Collected data entries >>
————————

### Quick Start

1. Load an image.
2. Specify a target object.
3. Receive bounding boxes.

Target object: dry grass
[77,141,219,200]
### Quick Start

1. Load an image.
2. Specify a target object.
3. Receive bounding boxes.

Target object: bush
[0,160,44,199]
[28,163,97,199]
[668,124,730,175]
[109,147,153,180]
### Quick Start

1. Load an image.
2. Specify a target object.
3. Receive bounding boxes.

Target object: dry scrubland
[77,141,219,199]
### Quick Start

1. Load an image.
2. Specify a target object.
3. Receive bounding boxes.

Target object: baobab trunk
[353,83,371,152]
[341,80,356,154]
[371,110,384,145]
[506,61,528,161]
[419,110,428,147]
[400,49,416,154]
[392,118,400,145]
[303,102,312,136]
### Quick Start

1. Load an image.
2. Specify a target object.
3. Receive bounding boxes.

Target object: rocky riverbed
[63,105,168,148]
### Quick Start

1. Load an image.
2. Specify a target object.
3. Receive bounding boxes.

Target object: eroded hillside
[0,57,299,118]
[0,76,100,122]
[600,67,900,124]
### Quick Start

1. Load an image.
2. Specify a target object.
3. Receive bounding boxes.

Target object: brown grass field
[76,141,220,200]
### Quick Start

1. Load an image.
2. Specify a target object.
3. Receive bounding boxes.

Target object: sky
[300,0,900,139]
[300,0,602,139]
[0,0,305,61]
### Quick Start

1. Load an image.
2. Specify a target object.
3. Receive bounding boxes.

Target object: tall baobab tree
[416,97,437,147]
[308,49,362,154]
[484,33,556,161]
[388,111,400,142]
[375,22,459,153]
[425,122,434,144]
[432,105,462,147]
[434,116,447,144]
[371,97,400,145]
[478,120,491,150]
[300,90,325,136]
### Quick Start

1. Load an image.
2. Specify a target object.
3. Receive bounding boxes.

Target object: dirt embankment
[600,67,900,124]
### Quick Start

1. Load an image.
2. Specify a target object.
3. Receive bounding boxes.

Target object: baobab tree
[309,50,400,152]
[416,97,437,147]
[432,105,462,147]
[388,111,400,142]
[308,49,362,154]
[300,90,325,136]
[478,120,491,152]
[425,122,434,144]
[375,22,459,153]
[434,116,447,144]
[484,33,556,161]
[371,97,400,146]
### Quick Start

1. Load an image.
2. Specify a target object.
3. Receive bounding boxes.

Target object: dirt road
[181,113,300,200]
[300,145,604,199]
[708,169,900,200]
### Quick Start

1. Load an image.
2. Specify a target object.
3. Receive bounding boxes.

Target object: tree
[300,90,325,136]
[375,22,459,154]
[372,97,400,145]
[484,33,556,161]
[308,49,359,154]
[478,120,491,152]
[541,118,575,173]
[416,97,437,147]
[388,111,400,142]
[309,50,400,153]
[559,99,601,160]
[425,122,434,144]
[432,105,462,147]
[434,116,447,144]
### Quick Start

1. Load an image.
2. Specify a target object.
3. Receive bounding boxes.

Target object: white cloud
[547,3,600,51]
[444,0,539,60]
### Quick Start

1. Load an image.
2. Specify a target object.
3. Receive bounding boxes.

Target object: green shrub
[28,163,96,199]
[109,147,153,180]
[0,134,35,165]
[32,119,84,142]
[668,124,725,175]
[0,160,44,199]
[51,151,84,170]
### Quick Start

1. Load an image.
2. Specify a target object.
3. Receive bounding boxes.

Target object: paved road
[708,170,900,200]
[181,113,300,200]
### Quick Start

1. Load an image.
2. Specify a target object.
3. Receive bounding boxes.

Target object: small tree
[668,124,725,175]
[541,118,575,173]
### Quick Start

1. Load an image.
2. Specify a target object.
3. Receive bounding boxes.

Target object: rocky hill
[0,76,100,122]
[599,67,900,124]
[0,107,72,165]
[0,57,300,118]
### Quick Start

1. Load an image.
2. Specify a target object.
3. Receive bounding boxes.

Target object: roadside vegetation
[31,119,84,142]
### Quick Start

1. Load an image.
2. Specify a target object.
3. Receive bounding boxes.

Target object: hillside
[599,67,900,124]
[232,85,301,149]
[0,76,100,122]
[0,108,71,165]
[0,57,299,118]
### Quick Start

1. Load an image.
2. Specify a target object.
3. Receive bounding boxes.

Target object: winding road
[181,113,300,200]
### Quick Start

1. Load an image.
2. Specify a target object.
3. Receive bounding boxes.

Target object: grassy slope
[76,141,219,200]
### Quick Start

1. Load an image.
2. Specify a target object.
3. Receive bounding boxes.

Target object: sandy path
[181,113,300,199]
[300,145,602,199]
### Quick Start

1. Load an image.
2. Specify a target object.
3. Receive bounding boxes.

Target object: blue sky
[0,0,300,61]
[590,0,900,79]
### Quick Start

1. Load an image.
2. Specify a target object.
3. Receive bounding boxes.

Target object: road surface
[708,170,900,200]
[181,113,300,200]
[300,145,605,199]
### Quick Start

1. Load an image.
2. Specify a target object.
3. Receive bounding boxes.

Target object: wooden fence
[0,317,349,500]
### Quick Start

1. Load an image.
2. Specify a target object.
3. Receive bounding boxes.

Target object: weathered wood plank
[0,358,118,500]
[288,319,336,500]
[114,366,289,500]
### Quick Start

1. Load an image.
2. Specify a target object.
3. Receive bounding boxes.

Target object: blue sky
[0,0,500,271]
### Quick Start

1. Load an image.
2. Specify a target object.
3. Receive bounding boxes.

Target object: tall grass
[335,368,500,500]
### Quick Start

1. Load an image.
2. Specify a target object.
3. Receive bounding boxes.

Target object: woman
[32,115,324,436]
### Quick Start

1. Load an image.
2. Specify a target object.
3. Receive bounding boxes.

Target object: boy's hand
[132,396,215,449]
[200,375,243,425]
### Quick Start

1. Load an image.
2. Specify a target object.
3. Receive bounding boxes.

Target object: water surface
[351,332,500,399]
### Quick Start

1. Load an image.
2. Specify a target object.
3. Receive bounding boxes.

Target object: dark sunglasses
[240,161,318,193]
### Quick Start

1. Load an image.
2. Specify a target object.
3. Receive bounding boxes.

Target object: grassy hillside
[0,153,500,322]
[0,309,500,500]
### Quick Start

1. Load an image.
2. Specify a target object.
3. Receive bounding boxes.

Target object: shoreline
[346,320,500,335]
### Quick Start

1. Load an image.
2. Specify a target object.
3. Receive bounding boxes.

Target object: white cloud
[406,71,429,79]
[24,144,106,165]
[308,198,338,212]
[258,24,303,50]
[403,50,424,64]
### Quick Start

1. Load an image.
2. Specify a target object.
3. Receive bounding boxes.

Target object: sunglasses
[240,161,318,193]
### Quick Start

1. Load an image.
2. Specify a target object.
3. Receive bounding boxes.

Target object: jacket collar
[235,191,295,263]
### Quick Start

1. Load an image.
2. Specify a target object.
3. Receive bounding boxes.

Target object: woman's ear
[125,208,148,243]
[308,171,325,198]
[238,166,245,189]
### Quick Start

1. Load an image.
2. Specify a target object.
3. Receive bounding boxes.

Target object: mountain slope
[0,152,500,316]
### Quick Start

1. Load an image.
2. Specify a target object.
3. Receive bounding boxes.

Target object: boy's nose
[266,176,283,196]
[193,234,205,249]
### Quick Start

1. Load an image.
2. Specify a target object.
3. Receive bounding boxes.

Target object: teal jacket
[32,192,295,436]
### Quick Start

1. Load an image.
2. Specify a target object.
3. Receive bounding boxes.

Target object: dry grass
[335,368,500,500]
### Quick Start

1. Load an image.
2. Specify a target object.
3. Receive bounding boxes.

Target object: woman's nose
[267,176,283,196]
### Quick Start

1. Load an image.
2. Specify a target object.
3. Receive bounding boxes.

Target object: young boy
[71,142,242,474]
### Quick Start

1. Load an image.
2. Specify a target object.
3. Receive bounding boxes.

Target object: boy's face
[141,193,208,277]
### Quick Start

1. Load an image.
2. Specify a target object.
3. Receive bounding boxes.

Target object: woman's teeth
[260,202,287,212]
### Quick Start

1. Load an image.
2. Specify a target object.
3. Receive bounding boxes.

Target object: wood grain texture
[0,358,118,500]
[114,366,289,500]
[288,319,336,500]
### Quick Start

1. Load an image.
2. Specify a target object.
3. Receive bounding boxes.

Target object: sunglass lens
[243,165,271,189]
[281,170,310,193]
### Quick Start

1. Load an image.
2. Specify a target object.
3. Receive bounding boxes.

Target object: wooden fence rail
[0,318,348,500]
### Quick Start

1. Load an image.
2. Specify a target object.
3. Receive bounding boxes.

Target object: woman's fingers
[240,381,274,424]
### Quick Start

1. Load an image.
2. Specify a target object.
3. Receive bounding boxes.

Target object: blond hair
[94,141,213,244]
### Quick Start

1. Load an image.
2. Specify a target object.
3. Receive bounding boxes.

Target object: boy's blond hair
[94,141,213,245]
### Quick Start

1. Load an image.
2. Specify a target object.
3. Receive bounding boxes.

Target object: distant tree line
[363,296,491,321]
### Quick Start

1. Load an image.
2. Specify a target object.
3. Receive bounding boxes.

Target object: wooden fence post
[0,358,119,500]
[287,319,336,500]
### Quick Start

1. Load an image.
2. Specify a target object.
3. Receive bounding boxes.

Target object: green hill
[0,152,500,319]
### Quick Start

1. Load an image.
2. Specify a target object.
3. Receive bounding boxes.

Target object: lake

————————

Task instructions >> Tally the lines in the listing above that contain the word "wooden", and reply with that number alone.

Expected output >> 3